Given request 1 =>
Lay out the rows from the line containing "Report the position of every instance of the cat's mouth" through the line containing "pixel 213 85", both included, as a Markdown table with the columns Number and Line. Omit blank lines.

Given the vastness of the literature and the archival resources, as well as the sprawling nature of the subject, a detailed study of the peace settlement would ideally be written by a scholar who had done a dissertation and two or three additional books on the subject and had taught a doctoral seminar thereon for fifteen years or more. Macmillan, whose previous books were Women of the Raj and Canada and NATO, lacks this background. Perhaps this accounts for such gaffes as assertions that the German and Polish coal mines were flooded in World War I (p. 60); that the French mines were blown up (p. 191); that the Czechs were Protestants (pp. 231, 241); that the Sykes-Picot agreement assigned Palestine to France (p. 416); and that the German army and bureaucracy "had been obliterated" by early 1919 (p. 461). We all make mistakes, of course, but lapses of this ilk, some contradicting correct statements elsewhere in the book, imply either a shaky grasp of the material or over-hasty fingers on the keyboard or both.

Yet the bibliography and footnotes attest to MacMillan's wide reading and careful combing of recent scholarship, especially The Treaty of Versailles: A Reassessment after 75 Years. The bibliography precedes the footnotes which for some reason is extremely unhandy, particularly since footnotes are as brief as possible with no initial full citation. The footnoting system is idiosyncratic: with rare exceptions, paragraphs either have a single footnote at the end or none at all, even if containing quotations. The one citation lists sources for the paragraph in the order used, which in at least one instance meant citing the same book twice in a single note (p. 99, n. 3). This is not entirely satisfactory. An attempt to find the origin of an erroneous statement on Russia's 1918 reparations obligation to Germany in the middle of a paragraph on German financial questions (p. 185, n. 14) produced three perfectly good citations on Germany but nothing on Russia.

Given request 2 =>
Which work of recent scholarship does the book review say MacMillan especially drew on?

Records supplied =>

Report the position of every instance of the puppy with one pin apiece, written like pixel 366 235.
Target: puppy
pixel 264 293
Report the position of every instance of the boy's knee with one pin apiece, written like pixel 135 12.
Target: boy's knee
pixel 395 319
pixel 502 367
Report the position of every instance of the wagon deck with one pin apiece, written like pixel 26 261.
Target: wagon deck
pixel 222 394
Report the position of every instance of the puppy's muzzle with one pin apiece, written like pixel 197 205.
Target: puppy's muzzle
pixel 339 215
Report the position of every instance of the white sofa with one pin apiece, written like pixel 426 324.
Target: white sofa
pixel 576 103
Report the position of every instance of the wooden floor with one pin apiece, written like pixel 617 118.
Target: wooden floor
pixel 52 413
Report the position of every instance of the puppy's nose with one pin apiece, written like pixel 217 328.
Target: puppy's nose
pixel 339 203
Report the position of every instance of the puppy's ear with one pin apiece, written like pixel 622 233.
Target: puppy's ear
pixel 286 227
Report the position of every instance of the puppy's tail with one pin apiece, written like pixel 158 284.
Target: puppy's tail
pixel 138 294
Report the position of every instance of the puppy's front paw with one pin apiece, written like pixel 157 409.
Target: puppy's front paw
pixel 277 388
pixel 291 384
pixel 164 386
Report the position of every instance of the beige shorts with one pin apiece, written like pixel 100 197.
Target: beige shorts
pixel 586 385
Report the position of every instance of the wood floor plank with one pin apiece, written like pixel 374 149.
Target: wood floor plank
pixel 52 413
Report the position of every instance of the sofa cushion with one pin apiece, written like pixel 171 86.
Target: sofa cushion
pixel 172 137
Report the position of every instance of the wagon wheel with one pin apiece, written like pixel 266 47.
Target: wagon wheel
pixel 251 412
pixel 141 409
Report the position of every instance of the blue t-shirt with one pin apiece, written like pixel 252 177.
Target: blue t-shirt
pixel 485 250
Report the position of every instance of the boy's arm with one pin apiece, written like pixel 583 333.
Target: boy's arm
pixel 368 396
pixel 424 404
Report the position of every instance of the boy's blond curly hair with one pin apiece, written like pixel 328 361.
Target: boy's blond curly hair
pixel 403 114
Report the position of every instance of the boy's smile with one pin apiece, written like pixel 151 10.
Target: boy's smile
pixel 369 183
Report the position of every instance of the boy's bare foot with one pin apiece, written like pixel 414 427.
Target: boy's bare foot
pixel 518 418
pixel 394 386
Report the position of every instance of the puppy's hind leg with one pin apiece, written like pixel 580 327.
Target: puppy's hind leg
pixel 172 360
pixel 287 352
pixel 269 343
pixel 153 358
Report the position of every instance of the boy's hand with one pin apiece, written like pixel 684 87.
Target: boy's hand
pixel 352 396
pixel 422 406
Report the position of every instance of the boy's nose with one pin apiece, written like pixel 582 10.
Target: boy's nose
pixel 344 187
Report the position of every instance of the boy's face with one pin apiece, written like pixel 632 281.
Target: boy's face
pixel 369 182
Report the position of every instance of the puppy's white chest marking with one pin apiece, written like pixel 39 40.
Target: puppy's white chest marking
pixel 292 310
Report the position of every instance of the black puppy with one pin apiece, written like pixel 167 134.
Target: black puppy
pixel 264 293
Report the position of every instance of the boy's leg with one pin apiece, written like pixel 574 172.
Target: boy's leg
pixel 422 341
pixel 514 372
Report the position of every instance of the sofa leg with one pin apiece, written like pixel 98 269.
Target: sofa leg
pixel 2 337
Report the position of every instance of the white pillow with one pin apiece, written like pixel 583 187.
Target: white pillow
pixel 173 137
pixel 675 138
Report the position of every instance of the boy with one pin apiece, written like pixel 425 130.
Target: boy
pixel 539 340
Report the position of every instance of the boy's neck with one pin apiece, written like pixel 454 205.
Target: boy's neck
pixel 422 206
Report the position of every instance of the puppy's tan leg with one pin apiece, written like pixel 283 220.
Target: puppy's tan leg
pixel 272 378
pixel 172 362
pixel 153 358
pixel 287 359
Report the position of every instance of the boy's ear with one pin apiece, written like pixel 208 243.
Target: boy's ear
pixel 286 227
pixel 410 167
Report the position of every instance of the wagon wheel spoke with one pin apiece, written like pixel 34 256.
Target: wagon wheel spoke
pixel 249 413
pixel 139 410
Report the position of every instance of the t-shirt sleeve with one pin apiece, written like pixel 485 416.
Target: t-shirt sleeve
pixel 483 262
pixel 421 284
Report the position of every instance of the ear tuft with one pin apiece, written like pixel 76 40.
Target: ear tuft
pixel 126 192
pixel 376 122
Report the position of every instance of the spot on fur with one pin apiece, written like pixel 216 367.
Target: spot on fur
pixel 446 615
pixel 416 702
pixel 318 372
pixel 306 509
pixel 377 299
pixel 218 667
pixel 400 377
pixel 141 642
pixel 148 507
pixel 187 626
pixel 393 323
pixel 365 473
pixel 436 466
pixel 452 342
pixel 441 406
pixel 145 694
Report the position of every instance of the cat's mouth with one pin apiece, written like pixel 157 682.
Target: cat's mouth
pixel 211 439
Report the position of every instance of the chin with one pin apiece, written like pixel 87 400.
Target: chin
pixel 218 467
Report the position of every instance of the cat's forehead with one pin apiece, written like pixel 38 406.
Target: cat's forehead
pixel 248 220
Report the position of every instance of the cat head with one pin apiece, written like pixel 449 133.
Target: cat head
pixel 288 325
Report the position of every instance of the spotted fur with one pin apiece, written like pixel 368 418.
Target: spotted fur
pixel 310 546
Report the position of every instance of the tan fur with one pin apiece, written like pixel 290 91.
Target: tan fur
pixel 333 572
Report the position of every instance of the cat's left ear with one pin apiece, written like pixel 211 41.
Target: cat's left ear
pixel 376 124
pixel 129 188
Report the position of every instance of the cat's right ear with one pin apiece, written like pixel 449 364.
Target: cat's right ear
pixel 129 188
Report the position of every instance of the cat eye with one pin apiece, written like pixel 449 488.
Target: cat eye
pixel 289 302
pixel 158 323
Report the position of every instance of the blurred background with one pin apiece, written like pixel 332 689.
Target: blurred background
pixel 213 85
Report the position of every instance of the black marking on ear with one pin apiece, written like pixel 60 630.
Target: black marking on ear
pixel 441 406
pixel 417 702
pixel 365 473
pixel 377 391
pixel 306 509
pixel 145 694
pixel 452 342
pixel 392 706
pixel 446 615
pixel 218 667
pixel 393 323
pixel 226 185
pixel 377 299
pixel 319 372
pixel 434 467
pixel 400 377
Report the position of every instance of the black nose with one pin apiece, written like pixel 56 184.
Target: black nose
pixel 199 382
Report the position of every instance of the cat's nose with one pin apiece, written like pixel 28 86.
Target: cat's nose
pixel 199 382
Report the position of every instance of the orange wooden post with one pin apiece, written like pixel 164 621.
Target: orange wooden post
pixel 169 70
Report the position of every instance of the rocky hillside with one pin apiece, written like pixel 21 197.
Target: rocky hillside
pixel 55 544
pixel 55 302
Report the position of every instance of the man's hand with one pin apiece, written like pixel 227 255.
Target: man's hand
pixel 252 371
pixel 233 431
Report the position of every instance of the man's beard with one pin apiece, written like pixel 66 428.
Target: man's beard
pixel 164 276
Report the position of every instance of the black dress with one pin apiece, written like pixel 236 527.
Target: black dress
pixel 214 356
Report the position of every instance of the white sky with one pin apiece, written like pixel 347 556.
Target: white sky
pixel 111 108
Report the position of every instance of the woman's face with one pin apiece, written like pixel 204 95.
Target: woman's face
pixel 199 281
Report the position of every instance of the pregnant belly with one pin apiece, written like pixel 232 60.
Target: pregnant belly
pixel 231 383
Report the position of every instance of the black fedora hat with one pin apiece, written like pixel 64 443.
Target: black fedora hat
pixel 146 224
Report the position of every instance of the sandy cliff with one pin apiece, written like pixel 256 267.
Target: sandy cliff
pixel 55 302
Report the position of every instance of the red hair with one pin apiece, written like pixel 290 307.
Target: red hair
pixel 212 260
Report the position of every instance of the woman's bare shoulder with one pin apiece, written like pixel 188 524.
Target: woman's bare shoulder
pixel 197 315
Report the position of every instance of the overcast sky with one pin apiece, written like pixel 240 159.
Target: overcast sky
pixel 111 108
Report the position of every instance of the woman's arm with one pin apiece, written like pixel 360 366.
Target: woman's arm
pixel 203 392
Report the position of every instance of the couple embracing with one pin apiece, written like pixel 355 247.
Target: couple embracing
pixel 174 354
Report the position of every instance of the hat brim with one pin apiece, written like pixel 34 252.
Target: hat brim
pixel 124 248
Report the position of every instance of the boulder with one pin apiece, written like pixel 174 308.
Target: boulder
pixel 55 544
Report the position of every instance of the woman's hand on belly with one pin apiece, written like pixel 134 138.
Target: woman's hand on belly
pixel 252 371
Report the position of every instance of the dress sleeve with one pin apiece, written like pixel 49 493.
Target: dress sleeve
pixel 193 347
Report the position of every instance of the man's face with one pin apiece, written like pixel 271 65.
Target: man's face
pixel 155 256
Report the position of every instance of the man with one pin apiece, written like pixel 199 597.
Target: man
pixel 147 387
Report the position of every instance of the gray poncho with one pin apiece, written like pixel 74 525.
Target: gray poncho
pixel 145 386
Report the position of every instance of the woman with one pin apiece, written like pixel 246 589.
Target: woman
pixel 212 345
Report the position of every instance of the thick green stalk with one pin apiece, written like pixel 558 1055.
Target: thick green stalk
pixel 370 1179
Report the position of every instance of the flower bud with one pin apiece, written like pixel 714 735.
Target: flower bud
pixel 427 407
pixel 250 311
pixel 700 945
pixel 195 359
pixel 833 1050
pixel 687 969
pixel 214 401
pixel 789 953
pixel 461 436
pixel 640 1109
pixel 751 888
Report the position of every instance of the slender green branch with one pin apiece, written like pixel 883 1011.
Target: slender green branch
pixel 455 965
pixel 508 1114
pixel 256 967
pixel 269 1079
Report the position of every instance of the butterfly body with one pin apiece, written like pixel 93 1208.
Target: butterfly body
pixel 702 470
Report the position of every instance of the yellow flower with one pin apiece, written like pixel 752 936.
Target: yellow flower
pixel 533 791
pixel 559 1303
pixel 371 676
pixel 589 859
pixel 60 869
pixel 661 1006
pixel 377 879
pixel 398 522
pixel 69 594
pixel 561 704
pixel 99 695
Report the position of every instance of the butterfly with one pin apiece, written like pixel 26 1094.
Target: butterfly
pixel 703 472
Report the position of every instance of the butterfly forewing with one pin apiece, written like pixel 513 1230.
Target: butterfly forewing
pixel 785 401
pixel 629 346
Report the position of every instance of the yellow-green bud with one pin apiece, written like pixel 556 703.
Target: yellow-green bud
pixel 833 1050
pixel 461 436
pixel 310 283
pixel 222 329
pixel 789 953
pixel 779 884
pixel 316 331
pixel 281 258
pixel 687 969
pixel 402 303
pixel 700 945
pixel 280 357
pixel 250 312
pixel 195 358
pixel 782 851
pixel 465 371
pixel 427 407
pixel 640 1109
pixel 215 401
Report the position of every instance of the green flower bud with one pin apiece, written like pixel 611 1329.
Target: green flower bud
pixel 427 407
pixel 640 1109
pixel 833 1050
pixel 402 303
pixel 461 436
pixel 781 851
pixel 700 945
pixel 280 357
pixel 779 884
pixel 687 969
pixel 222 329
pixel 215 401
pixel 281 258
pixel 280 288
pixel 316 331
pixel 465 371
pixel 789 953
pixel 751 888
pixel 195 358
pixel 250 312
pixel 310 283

Correct response 1 =>
| Number | Line |
|---|---|
| 1 | Report the position of every instance of the cat's mouth with one pin apiece, written like pixel 157 682. |
| 2 | Target: cat's mouth |
| 3 | pixel 211 439 |
| 4 | Report the position of every instance of the chin with one pin apiece, written like pixel 87 400. |
| 5 | Target: chin |
| 6 | pixel 218 467 |
| 7 | Report the position of every instance of the cat's forehead with one pin apiece, written like pixel 38 406. |
| 8 | Target: cat's forehead |
| 9 | pixel 248 220 |
| 10 | Report the position of every instance of the cat head with one pin apiece, written like pixel 449 133. |
| 11 | Target: cat head |
| 12 | pixel 288 325 |
| 13 | Report the position of every instance of the spotted fur with one pin apiece, written like pixel 368 418. |
| 14 | Target: spotted fur |
| 15 | pixel 310 546 |
| 16 | Report the position of every instance of the tan fur with one pin apiece, written like pixel 290 91. |
| 17 | Target: tan fur |
| 18 | pixel 333 572 |
| 19 | Report the position of every instance of the cat's left ear with one pin apiece, written like pixel 211 41. |
| 20 | Target: cat's left ear |
| 21 | pixel 376 124 |
| 22 | pixel 129 188 |
| 23 | Report the position of every instance of the cat's right ear with one pin apiece, written like pixel 449 364. |
| 24 | Target: cat's right ear |
| 25 | pixel 129 188 |
| 26 | Report the position of every instance of the cat eye with one pin apiece, written like pixel 449 488. |
| 27 | Target: cat eye |
| 28 | pixel 289 302 |
| 29 | pixel 158 323 |
| 30 | Report the position of every instance of the blurred background with one pin apiece, written like pixel 332 689. |
| 31 | Target: blurred background |
| 32 | pixel 213 85 |

Correct response 2 =>
The Treaty of Versailles: A Reassessment after 75 Years.